The date - May 10, 1933 - is now as infamous in the annals of Nazi tyranny as the Night of the Long Knives the following year, or Kristallnacht in 1938. All are seen as symbolic and horrific milestones on the road to genocide. But who chose the authors whose books were to be so publicly burnt and whose reputations were instantaneously trashed? Why were some pro-Nazi writers included? And what became of the authors in the aftermath?
Until now, the answers have been sketchy at best. But a gripping new book, just out in Germany, tackles these matters with tenacity and brilliance. “I realised I had to write it the first time I saw the list of authors whose books were burnt,” says Volker Weidermann, the young journalist who has written Das Buch der verbranntem Bücher (The Book of the Burning Books). “I've studied German literature of that period and I read books for my living [he is literary editor of the Frankfurter Allgemeine Sonntagszeitung]. Yet of the 100-odd German names on the list, I hadn't heard of half of them. I thought: ‘Who were these authors? And were they so bad that, even now, they don't deserve to have their books read?' So I started tracking down the books on the 1933 list, and reading them.”
That wasn't easy. Weidermann found some titles advertised on the internet. “Even ten years ago, such a search would have been impossible.” Some he discovered in antiquarian bookshops in Berlin, Heidelberg and Darmstadt, “though I felt incredibly lucky if I came across a volume by pure chance”. And then, almost as he had completed his Herculean quest, he came across an old man who held the key to the whole mystery: a book collector living near Munich who had spent all his life and money collecting 15,000 first editions of these banned books. “He's now over 80 and desperate for a public library to take on his collection - but so far none has agreed. It would be a tragedy if these books were lost all over again.”

──────────────────────────────

■ Directives
(a) In one to three sentences, explain what led Volker Weidermann to start tracking down and reading the books on the 1933 list, according to the text on the Nazi book burnings.
(b) Continue the text on the 1933 book burnings, starting after its last sentence.
The records that come next are separate material, unrelated to the text on the 1933 book burnings.

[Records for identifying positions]
──────────────────────────────

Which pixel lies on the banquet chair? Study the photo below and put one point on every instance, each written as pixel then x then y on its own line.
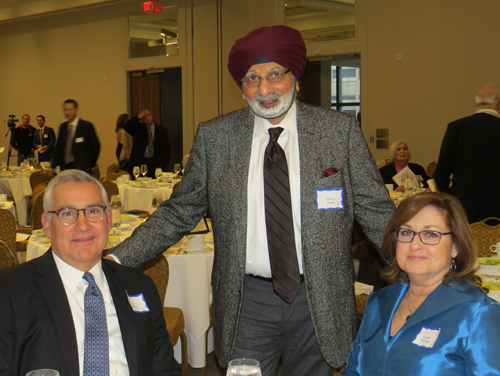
pixel 8 229
pixel 430 169
pixel 486 235
pixel 158 271
pixel 110 187
pixel 38 177
pixel 7 257
pixel 36 191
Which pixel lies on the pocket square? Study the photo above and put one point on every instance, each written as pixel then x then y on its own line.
pixel 330 171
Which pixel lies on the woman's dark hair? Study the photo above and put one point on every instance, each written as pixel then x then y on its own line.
pixel 455 218
pixel 122 119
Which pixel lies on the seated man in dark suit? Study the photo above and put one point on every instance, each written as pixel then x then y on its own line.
pixel 71 311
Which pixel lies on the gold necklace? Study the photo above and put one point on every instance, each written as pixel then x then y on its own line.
pixel 409 308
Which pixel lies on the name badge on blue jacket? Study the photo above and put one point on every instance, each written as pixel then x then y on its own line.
pixel 329 199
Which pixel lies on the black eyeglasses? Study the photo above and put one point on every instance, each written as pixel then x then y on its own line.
pixel 428 237
pixel 273 78
pixel 68 216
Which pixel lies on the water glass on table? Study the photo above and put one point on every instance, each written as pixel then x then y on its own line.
pixel 243 366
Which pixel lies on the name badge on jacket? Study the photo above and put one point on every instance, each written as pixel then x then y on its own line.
pixel 329 199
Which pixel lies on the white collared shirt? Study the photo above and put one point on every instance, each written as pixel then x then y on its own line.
pixel 489 111
pixel 257 250
pixel 75 287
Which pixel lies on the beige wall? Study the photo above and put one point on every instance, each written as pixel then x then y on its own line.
pixel 448 51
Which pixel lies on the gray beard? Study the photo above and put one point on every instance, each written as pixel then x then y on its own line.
pixel 278 110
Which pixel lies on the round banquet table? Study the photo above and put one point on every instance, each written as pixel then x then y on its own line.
pixel 140 197
pixel 19 188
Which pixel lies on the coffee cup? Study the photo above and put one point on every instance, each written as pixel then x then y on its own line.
pixel 195 242
pixel 495 248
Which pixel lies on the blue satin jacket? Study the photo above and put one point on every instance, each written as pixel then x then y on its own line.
pixel 464 322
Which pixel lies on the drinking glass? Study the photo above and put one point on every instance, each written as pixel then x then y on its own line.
pixel 116 212
pixel 43 372
pixel 177 168
pixel 243 366
pixel 144 170
pixel 408 185
pixel 158 173
pixel 157 200
pixel 136 172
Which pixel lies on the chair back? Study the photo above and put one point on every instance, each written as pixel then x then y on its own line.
pixel 157 270
pixel 36 191
pixel 486 235
pixel 430 169
pixel 110 187
pixel 38 177
pixel 37 211
pixel 7 257
pixel 8 228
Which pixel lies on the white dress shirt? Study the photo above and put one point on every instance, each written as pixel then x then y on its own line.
pixel 257 250
pixel 75 287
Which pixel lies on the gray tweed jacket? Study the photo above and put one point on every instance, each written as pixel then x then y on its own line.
pixel 216 179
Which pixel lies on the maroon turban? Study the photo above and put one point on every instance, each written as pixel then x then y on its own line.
pixel 280 44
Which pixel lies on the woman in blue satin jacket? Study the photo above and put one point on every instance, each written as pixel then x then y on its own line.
pixel 434 319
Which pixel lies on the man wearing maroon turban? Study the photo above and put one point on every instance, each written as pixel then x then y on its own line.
pixel 283 182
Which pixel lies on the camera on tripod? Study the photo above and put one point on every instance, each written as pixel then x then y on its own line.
pixel 11 123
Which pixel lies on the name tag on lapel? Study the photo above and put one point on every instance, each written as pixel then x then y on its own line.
pixel 138 303
pixel 427 337
pixel 329 199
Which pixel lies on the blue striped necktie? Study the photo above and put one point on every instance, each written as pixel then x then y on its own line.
pixel 96 351
pixel 279 221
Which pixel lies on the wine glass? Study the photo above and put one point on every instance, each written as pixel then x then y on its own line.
pixel 243 366
pixel 177 168
pixel 144 170
pixel 158 173
pixel 157 200
pixel 116 212
pixel 136 172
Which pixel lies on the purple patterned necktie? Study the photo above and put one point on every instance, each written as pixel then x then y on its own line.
pixel 279 221
pixel 96 348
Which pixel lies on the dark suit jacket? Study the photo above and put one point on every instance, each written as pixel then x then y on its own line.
pixel 140 133
pixel 48 139
pixel 470 152
pixel 37 330
pixel 389 171
pixel 216 178
pixel 86 146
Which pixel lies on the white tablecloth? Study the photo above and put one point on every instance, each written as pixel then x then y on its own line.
pixel 135 198
pixel 189 288
pixel 9 205
pixel 20 190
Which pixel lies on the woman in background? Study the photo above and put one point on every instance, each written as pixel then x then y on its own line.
pixel 124 142
pixel 401 155
pixel 435 319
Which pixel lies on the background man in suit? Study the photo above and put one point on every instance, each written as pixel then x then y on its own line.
pixel 23 140
pixel 72 312
pixel 77 144
pixel 44 140
pixel 470 152
pixel 151 145
pixel 306 314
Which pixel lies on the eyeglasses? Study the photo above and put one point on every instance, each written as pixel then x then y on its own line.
pixel 404 235
pixel 68 216
pixel 273 78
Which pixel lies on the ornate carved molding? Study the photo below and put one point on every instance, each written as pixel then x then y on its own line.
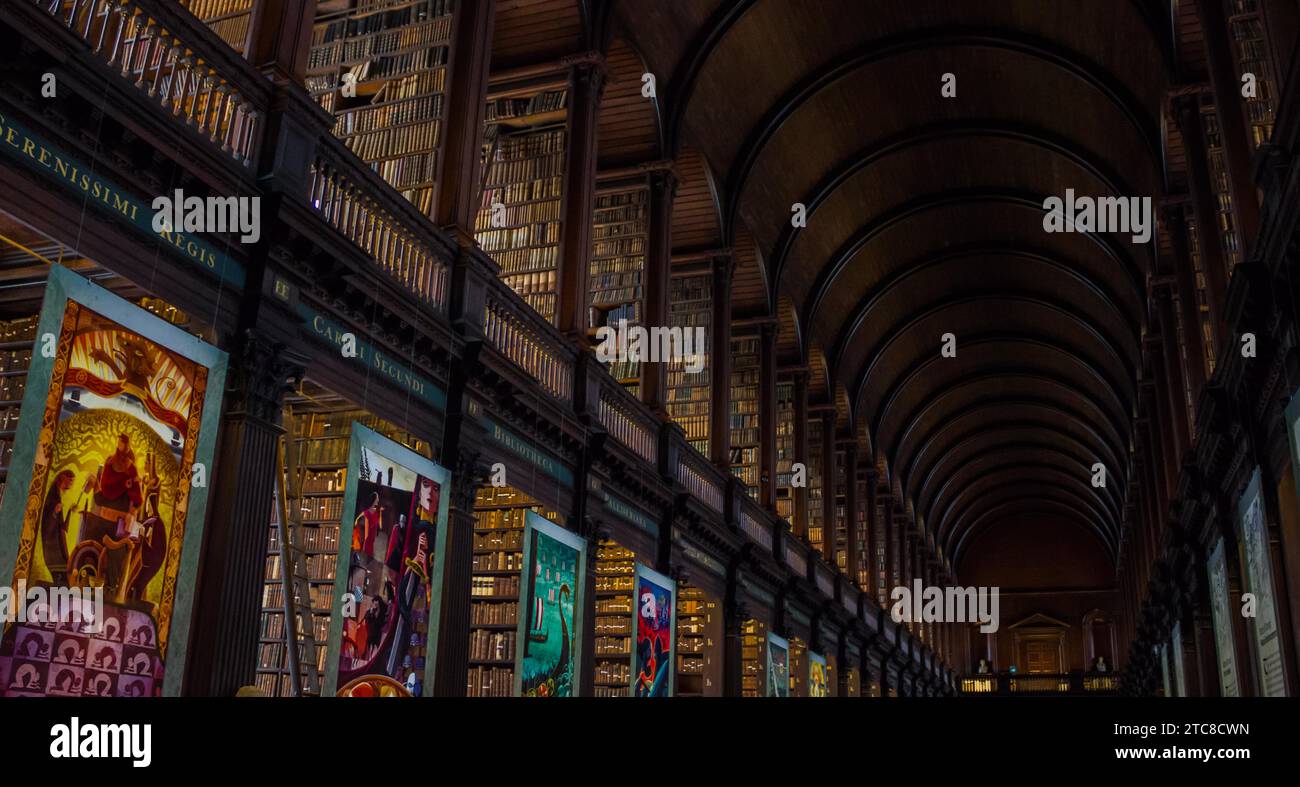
pixel 260 376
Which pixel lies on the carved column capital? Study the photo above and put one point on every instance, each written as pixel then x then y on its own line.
pixel 260 375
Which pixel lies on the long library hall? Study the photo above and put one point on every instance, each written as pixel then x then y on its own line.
pixel 649 349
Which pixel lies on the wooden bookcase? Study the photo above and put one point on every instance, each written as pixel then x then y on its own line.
pixel 744 411
pixel 17 338
pixel 520 211
pixel 498 563
pixel 321 426
pixel 866 561
pixel 814 462
pixel 785 450
pixel 688 393
pixel 1252 57
pixel 753 653
pixel 228 18
pixel 700 638
pixel 395 55
pixel 841 514
pixel 615 579
pixel 619 229
pixel 798 667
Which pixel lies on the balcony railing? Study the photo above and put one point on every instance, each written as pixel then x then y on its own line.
pixel 754 524
pixel 628 420
pixel 528 340
pixel 694 474
pixel 365 210
pixel 160 50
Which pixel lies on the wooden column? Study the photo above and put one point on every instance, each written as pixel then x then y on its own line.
pixel 874 524
pixel 767 416
pixel 801 450
pixel 1234 133
pixel 891 546
pixel 1204 207
pixel 586 83
pixel 719 357
pixel 1171 379
pixel 850 510
pixel 663 187
pixel 1188 308
pixel 280 38
pixel 828 524
pixel 455 204
pixel 222 654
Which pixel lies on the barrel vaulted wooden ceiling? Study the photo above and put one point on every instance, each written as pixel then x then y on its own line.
pixel 924 216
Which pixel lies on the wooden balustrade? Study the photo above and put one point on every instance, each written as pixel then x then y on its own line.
pixel 628 420
pixel 1065 683
pixel 755 524
pixel 694 474
pixel 528 340
pixel 160 50
pixel 363 207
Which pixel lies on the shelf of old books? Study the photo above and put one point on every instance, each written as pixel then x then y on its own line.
pixel 817 513
pixel 228 18
pixel 700 639
pixel 785 450
pixel 798 661
pixel 315 455
pixel 853 682
pixel 521 202
pixel 841 514
pixel 753 658
pixel 690 306
pixel 616 275
pixel 615 578
pixel 866 561
pixel 744 411
pixel 380 66
pixel 498 562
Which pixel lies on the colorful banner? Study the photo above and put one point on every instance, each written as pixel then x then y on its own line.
pixel 819 677
pixel 1221 614
pixel 653 654
pixel 384 628
pixel 1253 532
pixel 778 666
pixel 550 612
pixel 108 493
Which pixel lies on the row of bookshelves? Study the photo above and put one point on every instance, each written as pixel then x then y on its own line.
pixel 317 444
pixel 495 587
pixel 815 501
pixel 619 226
pixel 688 393
pixel 542 103
pixel 744 411
pixel 16 338
pixel 499 519
pixel 492 645
pixel 519 220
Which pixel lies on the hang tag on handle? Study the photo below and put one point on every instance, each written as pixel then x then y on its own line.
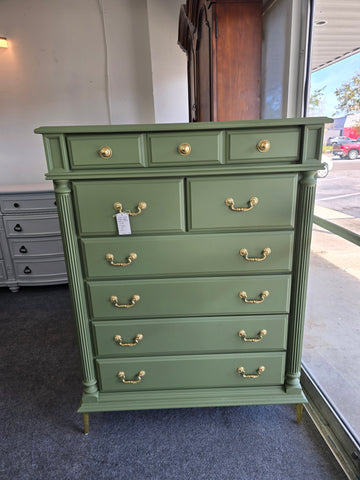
pixel 123 223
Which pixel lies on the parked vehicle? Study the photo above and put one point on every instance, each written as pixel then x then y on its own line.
pixel 350 150
pixel 328 165
pixel 340 140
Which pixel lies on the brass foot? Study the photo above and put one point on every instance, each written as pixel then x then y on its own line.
pixel 299 410
pixel 86 423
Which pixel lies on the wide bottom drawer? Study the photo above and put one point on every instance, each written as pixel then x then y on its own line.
pixel 191 371
pixel 191 335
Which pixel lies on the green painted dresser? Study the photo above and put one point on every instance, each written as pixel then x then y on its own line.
pixel 202 304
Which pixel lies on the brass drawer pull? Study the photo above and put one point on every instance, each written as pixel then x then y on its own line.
pixel 118 340
pixel 260 370
pixel 105 152
pixel 184 149
pixel 261 334
pixel 263 295
pixel 252 202
pixel 138 377
pixel 110 258
pixel 141 206
pixel 244 253
pixel 263 146
pixel 134 299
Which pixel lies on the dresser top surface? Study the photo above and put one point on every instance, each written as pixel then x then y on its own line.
pixel 163 127
pixel 29 188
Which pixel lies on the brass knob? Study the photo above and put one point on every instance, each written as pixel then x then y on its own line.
pixel 105 152
pixel 184 149
pixel 263 146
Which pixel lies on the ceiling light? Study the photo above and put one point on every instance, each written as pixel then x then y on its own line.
pixel 3 42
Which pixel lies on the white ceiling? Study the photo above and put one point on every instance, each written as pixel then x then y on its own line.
pixel 340 36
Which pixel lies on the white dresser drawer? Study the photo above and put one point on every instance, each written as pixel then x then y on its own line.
pixel 25 226
pixel 28 247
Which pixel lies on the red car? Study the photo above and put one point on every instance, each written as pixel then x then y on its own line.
pixel 350 150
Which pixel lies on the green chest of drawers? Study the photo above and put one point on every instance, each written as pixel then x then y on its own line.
pixel 203 303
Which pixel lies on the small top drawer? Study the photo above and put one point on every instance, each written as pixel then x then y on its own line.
pixel 185 148
pixel 28 203
pixel 265 145
pixel 106 151
pixel 244 202
pixel 163 209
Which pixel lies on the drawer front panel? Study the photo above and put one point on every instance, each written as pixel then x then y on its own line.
pixel 190 296
pixel 284 145
pixel 127 151
pixel 191 335
pixel 32 225
pixel 2 270
pixel 29 203
pixel 37 268
pixel 188 254
pixel 275 208
pixel 204 148
pixel 28 247
pixel 164 211
pixel 191 371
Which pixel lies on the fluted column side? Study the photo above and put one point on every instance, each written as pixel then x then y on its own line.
pixel 303 232
pixel 72 256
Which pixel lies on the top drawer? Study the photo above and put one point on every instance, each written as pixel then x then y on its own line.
pixel 28 203
pixel 107 151
pixel 185 148
pixel 266 145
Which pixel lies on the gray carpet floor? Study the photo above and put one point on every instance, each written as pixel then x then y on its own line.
pixel 41 433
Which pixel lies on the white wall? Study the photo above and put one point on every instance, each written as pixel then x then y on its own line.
pixel 168 67
pixel 84 62
pixel 284 58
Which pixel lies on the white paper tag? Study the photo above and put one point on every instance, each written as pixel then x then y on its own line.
pixel 123 223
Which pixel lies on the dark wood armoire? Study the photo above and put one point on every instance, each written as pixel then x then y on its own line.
pixel 222 40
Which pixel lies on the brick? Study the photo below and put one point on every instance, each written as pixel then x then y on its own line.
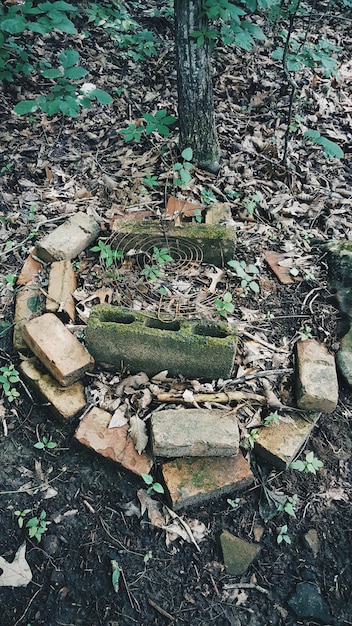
pixel 193 481
pixel 194 432
pixel 193 348
pixel 279 443
pixel 61 353
pixel 64 402
pixel 62 284
pixel 114 444
pixel 317 385
pixel 69 239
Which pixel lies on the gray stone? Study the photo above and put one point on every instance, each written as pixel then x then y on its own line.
pixel 307 603
pixel 317 385
pixel 194 432
pixel 238 554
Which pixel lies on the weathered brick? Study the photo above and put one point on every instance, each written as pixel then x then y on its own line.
pixel 62 284
pixel 194 432
pixel 114 444
pixel 64 402
pixel 69 239
pixel 279 443
pixel 193 481
pixel 317 384
pixel 60 352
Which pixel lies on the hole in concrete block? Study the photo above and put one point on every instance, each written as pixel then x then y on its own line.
pixel 209 330
pixel 160 325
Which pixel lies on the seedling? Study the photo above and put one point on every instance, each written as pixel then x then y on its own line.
pixel 152 486
pixel 245 273
pixel 310 466
pixel 224 305
pixel 37 526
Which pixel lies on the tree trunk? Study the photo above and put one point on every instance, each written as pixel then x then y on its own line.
pixel 195 89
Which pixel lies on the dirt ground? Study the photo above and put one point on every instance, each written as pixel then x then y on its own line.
pixel 61 166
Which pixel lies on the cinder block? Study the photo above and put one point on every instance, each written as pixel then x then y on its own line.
pixel 69 239
pixel 60 352
pixel 317 384
pixel 64 402
pixel 62 284
pixel 114 444
pixel 194 432
pixel 196 349
pixel 193 481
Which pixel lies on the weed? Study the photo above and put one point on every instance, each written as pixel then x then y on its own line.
pixel 152 486
pixel 310 465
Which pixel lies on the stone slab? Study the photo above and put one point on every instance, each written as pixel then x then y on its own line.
pixel 69 239
pixel 194 432
pixel 194 348
pixel 61 353
pixel 114 444
pixel 280 443
pixel 62 284
pixel 64 402
pixel 193 481
pixel 317 385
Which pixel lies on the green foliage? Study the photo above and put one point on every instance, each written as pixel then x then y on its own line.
pixel 9 376
pixel 310 465
pixel 245 273
pixel 224 305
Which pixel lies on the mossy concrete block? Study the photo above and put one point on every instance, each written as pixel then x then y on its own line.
pixel 119 336
pixel 217 243
pixel 238 554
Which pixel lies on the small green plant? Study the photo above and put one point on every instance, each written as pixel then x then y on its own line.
pixel 181 169
pixel 106 254
pixel 21 516
pixel 152 486
pixel 224 305
pixel 310 465
pixel 9 376
pixel 246 273
pixel 45 443
pixel 37 526
pixel 282 535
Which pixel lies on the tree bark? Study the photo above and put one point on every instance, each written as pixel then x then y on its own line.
pixel 195 89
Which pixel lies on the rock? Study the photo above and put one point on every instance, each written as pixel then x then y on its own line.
pixel 307 603
pixel 238 554
pixel 194 432
pixel 317 385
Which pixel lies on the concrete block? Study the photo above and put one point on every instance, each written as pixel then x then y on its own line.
pixel 64 402
pixel 69 239
pixel 280 443
pixel 193 481
pixel 195 349
pixel 62 284
pixel 216 243
pixel 317 385
pixel 60 352
pixel 194 432
pixel 114 444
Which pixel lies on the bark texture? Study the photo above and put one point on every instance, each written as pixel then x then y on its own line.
pixel 195 89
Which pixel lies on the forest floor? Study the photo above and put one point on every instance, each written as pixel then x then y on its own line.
pixel 54 167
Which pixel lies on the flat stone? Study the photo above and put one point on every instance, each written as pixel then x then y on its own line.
pixel 317 385
pixel 238 554
pixel 194 432
pixel 307 603
pixel 61 353
pixel 69 239
pixel 114 444
pixel 193 481
pixel 62 284
pixel 64 402
pixel 279 443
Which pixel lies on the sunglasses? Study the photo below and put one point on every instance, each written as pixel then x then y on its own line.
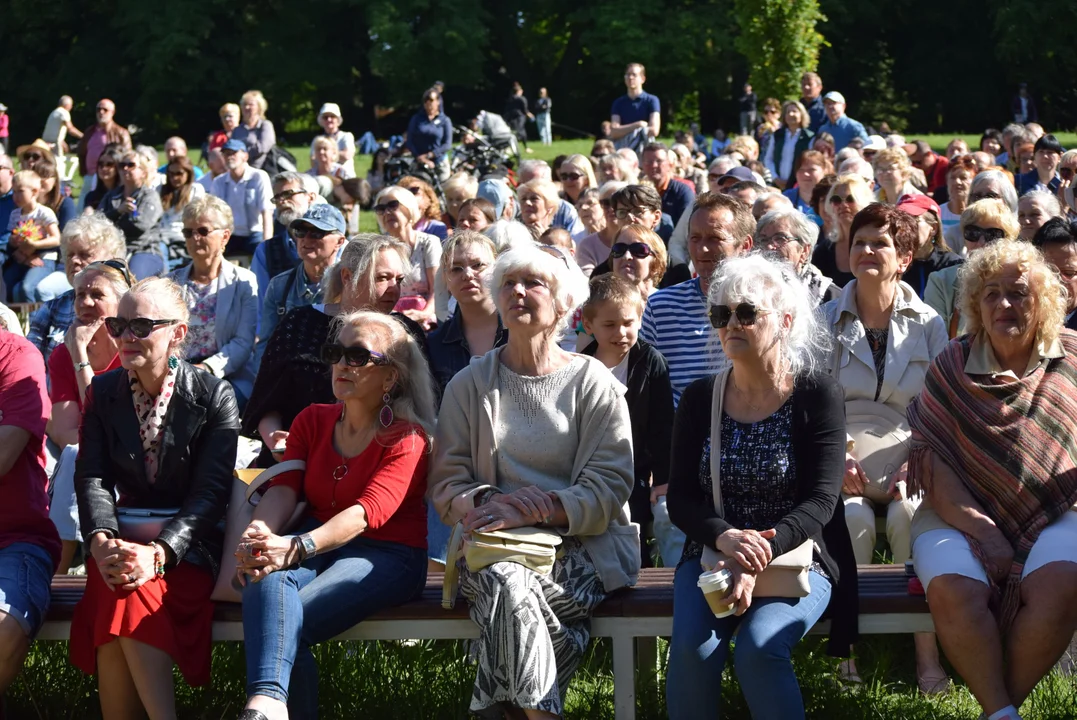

──────────────────────────────

■ Task-by-task answers
(a) Although he had studied German literature of that period and reads books for a living, he had not heard of half of the 100-odd German names on the list. He wanted to know who these authors were and whether their books were so bad that they still did not deserve to be read.

(b)
What Weidermann discovered when he opened all these banned books astonished him. “There are at least four or five of these banned authors whose books, in my opinion, are forgotten masterpieces. People such as Maria Leitner, who was terrifically courageous; even when banned she kept returning to Germany to write reports that were published abroad. She disappeared in 1941. Or Armin Wegner, who wrote brilliant eye-witness accounts about the slaughter of the Armenians in Turkey. In 1933 he actually wrote an open letter to Hitler, explaining why the Jews were important for Germany. It was an amazingly brave thing to do. It took just a week or two after that before they found him, imprisoned him and tortured him.”
Weidermann concedes that there are also badly written books among those consigned to the flames. “But as Joseph Roth wrote: 'I hold all the writers whose books were burnt in high esteem, because the fire has purified them and ennobled them.' And for any book by the banned 131 authors to have survived the Nazi bonfire is a little triumph: evidence that someone, somewhere, was resisting tyranny.”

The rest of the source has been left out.